Introducing RcppArrayFire

Ralf Stubner — written Mar 7, 2018 — source

Introduction

The RcppArrayFire package provides an interface from R to and from the ArrayFire library, an open source library that can make use of GPUs and other hardware accelerators via CUDA or OpenCL.

The official R bindings expose ArrayFire data structures as S4 objects in R, which would require a large amount of code to support all the methods defined in ArrayFire’s C/C++ API. RcppArrayFire instead, which is derived from RcppFire by Kazuki Fukui, follows the lead of packages like RcppArmadillo or RcppEigen to provide seamless communication between R and ArrayFire at the C++ level.

Installation

Please note that RcppArrayFire is developed and tested on Linux systems. There is preliminary support for Mac OS X.

In order to use RcppArrayFire you will need the ArrayFire library and header files. While ArrayFire has been packaged for Debian, I currently prefer using upstream’s binary installer or building from source.

§ **COMPLETE THE FOLLOWING**:
**a.** Rewrite the RcppArrayFire introduction from "In order to" up to and including "building from source.", swapping "binary installer" for "prebuilt installer".
**b.** In the RcppArrayFire introduction, which package is RcppArrayFire derived from?

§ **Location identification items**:

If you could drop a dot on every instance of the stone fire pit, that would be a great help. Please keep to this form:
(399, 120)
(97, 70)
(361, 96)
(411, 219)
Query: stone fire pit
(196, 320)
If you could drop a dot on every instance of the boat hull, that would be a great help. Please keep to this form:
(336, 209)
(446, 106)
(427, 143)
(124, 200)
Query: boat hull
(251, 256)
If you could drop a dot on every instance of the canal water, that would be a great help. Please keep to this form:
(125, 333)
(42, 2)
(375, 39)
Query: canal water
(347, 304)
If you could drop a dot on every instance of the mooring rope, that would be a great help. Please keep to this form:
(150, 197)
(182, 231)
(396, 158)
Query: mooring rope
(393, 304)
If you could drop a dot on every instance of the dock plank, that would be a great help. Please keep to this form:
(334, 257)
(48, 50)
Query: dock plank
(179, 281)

==

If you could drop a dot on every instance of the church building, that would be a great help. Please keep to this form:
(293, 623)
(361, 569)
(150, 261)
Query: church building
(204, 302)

==

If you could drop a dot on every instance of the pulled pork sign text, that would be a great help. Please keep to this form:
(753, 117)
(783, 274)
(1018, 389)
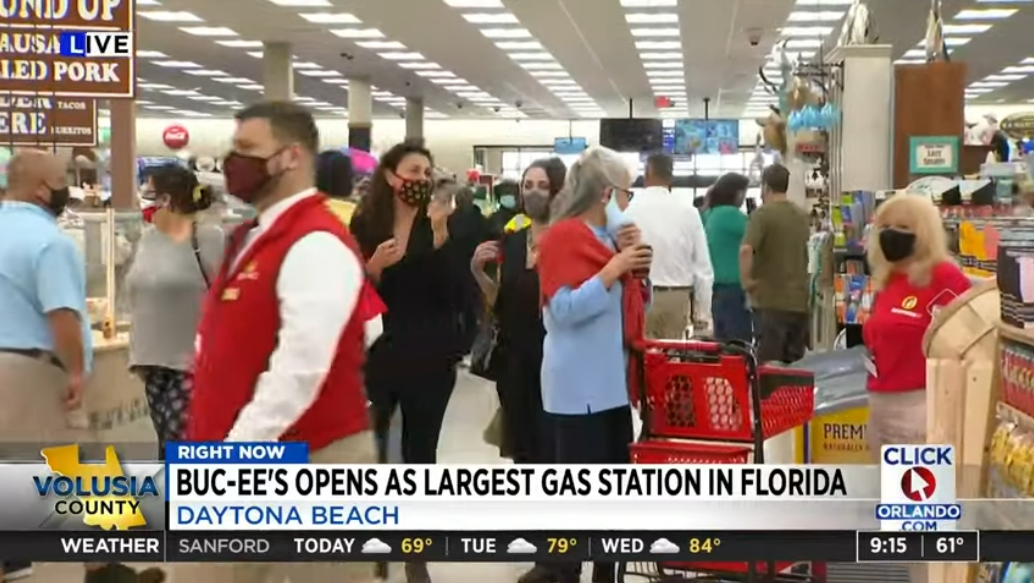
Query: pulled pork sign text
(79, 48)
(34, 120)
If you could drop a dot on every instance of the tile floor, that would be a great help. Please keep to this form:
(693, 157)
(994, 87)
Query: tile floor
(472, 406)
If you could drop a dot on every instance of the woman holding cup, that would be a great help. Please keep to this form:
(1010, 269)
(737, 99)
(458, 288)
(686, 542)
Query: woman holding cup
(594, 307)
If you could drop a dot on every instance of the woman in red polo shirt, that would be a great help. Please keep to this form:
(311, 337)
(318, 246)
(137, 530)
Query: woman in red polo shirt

§ **SOLUTION SET**:
**a.**
In order to use RcppArrayFire you will need the ArrayFire library and header files. While ArrayFire has been packaged for Debian, I currently prefer using upstream’s prebuilt installer or building from source.

**b.** RcppFire, by Kazuki Fukui.